**WHAT NEEDS TO BE DONE:**
Copy the records word for word from their start through the line containing "[331,128,401,158]", including that line. Leave the pictures out of your answer.

>> begin RECORDS SUPPLIED

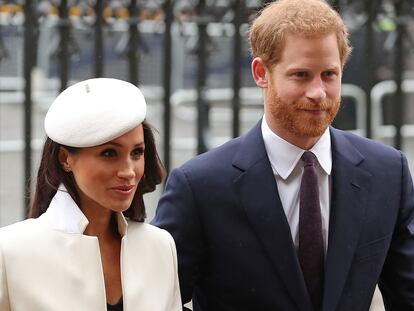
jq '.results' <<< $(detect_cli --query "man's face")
[258,34,342,149]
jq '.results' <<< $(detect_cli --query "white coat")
[0,188,182,311]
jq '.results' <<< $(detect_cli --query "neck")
[82,202,119,239]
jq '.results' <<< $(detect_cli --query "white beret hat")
[44,78,147,147]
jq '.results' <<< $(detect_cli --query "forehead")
[279,33,341,67]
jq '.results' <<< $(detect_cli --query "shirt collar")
[40,185,128,236]
[262,117,332,180]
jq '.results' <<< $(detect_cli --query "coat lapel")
[323,129,371,310]
[233,122,310,310]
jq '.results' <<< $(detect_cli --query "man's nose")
[306,77,326,102]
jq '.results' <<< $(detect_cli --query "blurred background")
[0,0,414,311]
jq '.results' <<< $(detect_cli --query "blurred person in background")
[0,78,181,311]
[152,0,414,311]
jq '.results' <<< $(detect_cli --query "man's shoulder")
[331,128,401,158]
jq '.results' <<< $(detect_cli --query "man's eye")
[323,71,336,77]
[101,149,116,158]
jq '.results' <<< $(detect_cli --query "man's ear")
[252,57,268,89]
[59,147,71,172]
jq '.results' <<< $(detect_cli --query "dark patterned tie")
[298,151,324,311]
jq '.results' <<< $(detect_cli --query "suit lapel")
[323,129,371,310]
[233,122,310,310]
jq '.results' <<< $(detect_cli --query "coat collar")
[39,185,128,236]
[233,122,371,310]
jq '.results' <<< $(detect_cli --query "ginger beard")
[267,89,340,137]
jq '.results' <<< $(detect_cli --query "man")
[153,0,414,311]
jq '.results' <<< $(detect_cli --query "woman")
[0,78,182,311]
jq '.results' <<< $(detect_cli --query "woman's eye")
[101,149,116,158]
[132,148,144,157]
[294,71,308,78]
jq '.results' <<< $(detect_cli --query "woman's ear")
[59,147,72,172]
[252,57,268,89]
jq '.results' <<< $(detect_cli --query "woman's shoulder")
[0,218,43,251]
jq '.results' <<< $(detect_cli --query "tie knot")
[302,151,318,166]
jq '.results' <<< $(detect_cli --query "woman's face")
[59,125,145,216]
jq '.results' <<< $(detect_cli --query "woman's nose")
[118,160,135,178]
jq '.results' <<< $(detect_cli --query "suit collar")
[40,185,128,236]
[323,128,372,310]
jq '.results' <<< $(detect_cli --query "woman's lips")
[111,185,135,195]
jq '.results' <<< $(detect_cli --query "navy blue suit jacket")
[152,122,414,311]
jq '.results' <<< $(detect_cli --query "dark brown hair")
[28,121,165,222]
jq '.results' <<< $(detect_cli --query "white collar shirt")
[261,117,332,253]
[39,184,128,236]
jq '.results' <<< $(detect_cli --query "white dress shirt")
[262,117,332,253]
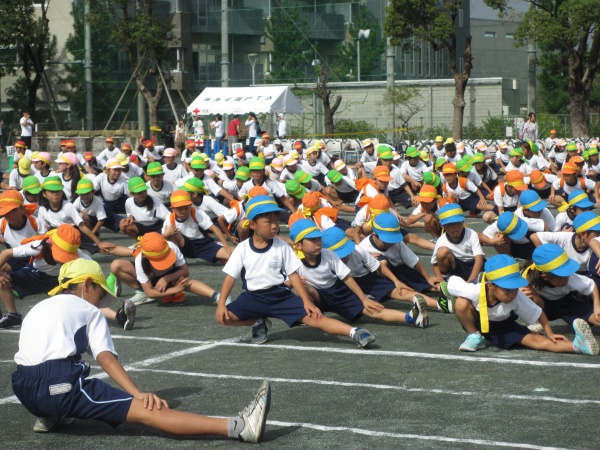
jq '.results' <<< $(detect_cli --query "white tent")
[187,86,304,116]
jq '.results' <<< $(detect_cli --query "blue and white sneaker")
[458,333,486,352]
[573,319,600,356]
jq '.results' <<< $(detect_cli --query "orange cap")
[248,186,271,198]
[171,189,192,208]
[302,192,321,209]
[442,163,458,173]
[373,166,392,181]
[417,184,440,203]
[561,162,577,174]
[0,189,25,216]
[50,223,81,264]
[506,170,528,191]
[140,231,177,270]
[529,169,546,189]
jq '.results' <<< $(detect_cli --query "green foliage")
[335,5,385,81]
[265,0,317,83]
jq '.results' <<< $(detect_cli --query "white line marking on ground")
[267,420,568,450]
[220,342,600,370]
[131,367,600,405]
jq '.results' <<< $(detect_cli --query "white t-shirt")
[359,236,419,267]
[448,276,542,325]
[431,228,484,264]
[15,294,117,366]
[538,273,596,301]
[146,179,175,205]
[162,208,213,239]
[125,195,170,226]
[37,200,83,234]
[73,195,106,220]
[346,245,381,278]
[135,241,185,284]
[13,241,92,281]
[536,231,592,272]
[223,237,302,291]
[298,249,350,289]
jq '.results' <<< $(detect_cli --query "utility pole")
[83,0,94,131]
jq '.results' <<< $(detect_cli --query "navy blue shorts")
[544,294,594,326]
[354,272,396,302]
[12,360,132,427]
[181,235,223,263]
[9,264,58,298]
[475,313,531,350]
[227,285,308,328]
[315,279,365,322]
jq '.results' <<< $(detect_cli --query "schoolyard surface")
[0,218,600,449]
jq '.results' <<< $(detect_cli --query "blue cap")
[290,219,322,244]
[496,211,529,241]
[532,244,579,277]
[246,195,283,220]
[483,255,529,289]
[438,203,465,226]
[373,213,404,244]
[567,189,594,208]
[573,211,600,233]
[519,189,548,212]
[323,227,356,259]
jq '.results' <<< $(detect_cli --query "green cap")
[327,170,344,183]
[235,166,250,181]
[285,180,306,200]
[75,178,94,195]
[377,145,394,159]
[42,177,65,191]
[406,147,421,158]
[21,175,42,195]
[146,161,164,176]
[127,177,148,194]
[294,170,312,184]
[423,171,446,187]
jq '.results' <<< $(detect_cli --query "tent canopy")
[187,86,304,116]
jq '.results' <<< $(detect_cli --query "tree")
[0,0,52,121]
[89,0,174,126]
[265,0,316,83]
[384,0,474,139]
[485,0,600,138]
[335,5,385,81]
[61,2,120,127]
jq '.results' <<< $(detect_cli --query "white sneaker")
[238,380,271,443]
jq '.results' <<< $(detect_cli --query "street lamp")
[248,53,258,84]
[356,30,371,81]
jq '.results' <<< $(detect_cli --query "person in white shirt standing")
[19,111,33,148]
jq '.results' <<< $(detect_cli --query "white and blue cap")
[246,195,283,220]
[519,189,548,212]
[532,244,579,277]
[438,203,465,226]
[496,211,529,241]
[290,219,322,244]
[373,213,404,244]
[323,227,356,259]
[482,255,529,290]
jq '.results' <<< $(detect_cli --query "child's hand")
[136,392,169,411]
[215,303,229,325]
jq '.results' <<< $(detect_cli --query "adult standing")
[521,112,537,142]
[245,112,260,154]
[277,113,287,139]
[206,114,225,157]
[227,114,241,155]
[19,111,33,148]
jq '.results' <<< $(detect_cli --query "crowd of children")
[0,131,600,441]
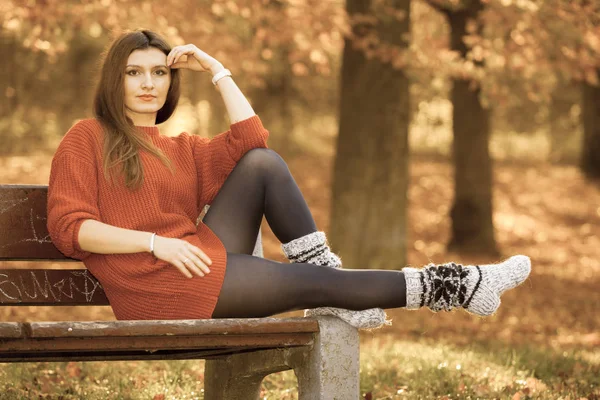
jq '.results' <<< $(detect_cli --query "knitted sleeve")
[191,115,269,207]
[47,123,100,260]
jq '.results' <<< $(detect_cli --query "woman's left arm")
[167,44,256,124]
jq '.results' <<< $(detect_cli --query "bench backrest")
[0,185,262,306]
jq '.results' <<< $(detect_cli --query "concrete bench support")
[204,317,360,400]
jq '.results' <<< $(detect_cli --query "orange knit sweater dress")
[47,115,269,320]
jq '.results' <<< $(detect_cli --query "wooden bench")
[0,185,359,400]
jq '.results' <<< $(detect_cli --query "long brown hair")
[94,29,180,190]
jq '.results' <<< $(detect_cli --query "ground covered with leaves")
[0,155,600,400]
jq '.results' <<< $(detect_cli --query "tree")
[581,68,600,180]
[431,0,498,254]
[330,0,410,268]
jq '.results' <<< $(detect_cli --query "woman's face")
[124,47,171,126]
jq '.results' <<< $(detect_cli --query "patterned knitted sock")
[402,255,531,316]
[281,231,391,329]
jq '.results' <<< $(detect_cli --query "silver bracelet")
[212,68,231,86]
[150,232,156,255]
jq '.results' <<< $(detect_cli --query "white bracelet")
[150,232,156,255]
[212,68,231,86]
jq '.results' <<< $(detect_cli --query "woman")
[48,30,531,328]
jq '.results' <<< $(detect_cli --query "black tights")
[203,149,406,318]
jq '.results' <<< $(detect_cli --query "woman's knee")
[238,148,289,174]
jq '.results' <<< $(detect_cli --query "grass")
[0,334,600,400]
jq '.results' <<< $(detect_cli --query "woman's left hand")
[167,44,223,75]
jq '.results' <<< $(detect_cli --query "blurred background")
[0,0,600,399]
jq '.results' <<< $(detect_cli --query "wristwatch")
[212,68,231,86]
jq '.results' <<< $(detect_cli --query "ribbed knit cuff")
[402,267,424,310]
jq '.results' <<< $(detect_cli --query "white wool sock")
[281,231,391,329]
[402,255,531,316]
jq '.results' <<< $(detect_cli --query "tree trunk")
[329,0,410,269]
[548,81,580,164]
[447,0,498,254]
[581,68,600,179]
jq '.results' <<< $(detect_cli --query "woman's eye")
[127,69,167,75]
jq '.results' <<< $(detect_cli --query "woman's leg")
[204,149,531,317]
[203,149,406,318]
[212,253,406,318]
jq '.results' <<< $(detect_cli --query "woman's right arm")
[78,219,152,254]
[77,219,212,278]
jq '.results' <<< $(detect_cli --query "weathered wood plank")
[0,269,109,306]
[25,317,319,338]
[0,346,288,363]
[0,333,314,354]
[0,185,72,262]
[0,322,24,340]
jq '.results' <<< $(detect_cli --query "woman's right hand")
[154,235,212,278]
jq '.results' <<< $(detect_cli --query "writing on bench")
[0,270,104,304]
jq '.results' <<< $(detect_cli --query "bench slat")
[0,333,313,355]
[0,185,69,262]
[0,322,23,340]
[0,269,109,306]
[24,318,319,338]
[0,346,284,363]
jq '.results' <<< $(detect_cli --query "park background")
[0,0,600,400]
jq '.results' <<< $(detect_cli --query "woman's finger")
[190,245,212,265]
[173,261,193,278]
[185,249,210,274]
[181,257,204,277]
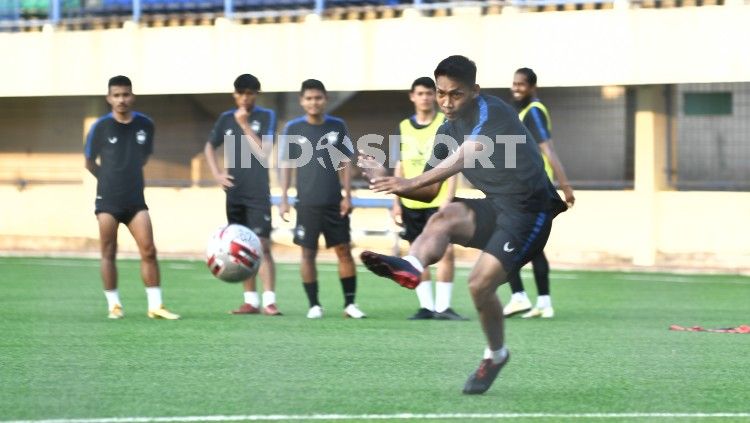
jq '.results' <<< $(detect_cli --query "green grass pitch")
[0,258,750,422]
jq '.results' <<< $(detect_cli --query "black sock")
[302,281,320,307]
[531,252,549,295]
[508,269,523,294]
[341,276,357,307]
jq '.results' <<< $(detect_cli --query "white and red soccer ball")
[206,224,263,282]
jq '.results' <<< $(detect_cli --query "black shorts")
[454,198,557,274]
[94,204,148,225]
[294,204,352,250]
[399,204,438,242]
[227,201,271,238]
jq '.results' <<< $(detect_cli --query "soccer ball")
[206,224,263,282]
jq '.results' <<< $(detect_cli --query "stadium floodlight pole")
[224,0,234,19]
[49,0,60,25]
[133,0,141,23]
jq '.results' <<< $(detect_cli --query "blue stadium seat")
[0,0,21,21]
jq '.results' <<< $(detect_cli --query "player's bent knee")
[141,244,156,261]
[469,278,495,307]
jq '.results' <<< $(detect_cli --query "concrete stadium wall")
[0,185,750,272]
[0,3,750,96]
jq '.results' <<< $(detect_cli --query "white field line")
[0,412,750,423]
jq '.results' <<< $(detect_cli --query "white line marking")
[0,412,750,423]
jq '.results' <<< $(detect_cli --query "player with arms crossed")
[203,73,281,316]
[84,75,180,320]
[359,56,566,394]
[279,79,366,319]
[503,68,576,319]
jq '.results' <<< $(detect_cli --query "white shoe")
[521,307,555,319]
[344,304,367,319]
[503,298,531,317]
[307,306,323,319]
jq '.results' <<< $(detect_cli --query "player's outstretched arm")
[539,139,576,207]
[86,159,99,178]
[370,141,472,202]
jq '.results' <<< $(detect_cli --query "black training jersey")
[280,115,354,206]
[208,106,276,205]
[425,95,565,214]
[84,112,154,206]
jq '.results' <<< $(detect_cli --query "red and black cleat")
[359,251,422,289]
[464,353,510,395]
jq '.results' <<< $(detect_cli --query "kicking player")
[279,79,365,319]
[203,73,281,316]
[360,56,566,394]
[503,68,575,319]
[391,76,466,320]
[84,75,180,320]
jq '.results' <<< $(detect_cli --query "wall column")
[632,85,668,266]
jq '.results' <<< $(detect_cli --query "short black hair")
[516,68,536,87]
[234,73,260,93]
[299,79,328,95]
[435,55,477,87]
[411,76,436,92]
[107,75,133,91]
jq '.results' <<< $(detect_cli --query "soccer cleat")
[263,304,283,316]
[409,307,435,320]
[464,352,510,395]
[503,298,531,317]
[307,306,323,319]
[359,251,422,289]
[433,307,469,320]
[344,304,367,319]
[147,306,180,320]
[521,307,555,319]
[107,304,125,319]
[229,303,260,314]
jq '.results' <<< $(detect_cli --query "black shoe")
[433,307,469,320]
[359,251,422,289]
[409,307,435,320]
[464,352,510,395]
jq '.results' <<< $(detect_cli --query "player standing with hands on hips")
[84,75,180,320]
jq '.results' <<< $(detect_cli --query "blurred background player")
[279,79,365,319]
[204,73,281,316]
[503,68,575,319]
[84,75,180,320]
[391,76,465,320]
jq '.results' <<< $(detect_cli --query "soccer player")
[203,73,281,316]
[279,79,365,319]
[503,68,575,319]
[391,76,465,320]
[359,56,566,394]
[84,75,180,320]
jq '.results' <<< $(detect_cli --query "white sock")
[146,286,161,310]
[536,295,552,308]
[415,281,435,311]
[510,291,529,301]
[435,282,453,313]
[484,347,508,364]
[104,289,122,310]
[263,291,276,307]
[402,256,424,273]
[245,291,260,308]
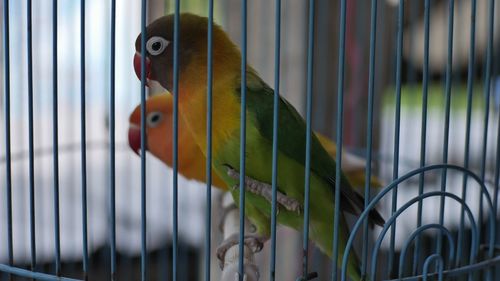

>> end RECORDS SUPPLIED

**OUTPUT BELOW:**
jq '.results' <<< $(detect_cli --query "man's face")
[258,34,342,149]
jq '.results' <<< $(detect_cli --query "white coat")
[0,188,182,311]
jq '.results' <<< $(detect_cli --query "neck")
[82,202,119,239]
jq '.results' <<< $(detect_cli --query "white beret hat")
[44,78,147,147]
jq '.results' <<< $(detect_cli --query "forehead")
[279,33,341,67]
jq '.results' <<< $(detect_cli --query "shirt collar")
[40,185,128,236]
[262,117,332,180]
jq '.results' <<< $(detect_cli --query "coat lapel")
[323,129,371,310]
[233,122,310,310]
jq '.results' <<< $(detect_cli --query "man's nose")
[306,77,326,102]
jq '.results' <<< $(detect_cli --query "blurred background")
[0,0,414,311]
jq '.results' <<< $(detect_cli --query "blurred person in background")
[0,78,181,311]
[152,0,414,311]
jq '.results' <<< $(detect_cli --query "man's shoulder")
[331,128,401,158]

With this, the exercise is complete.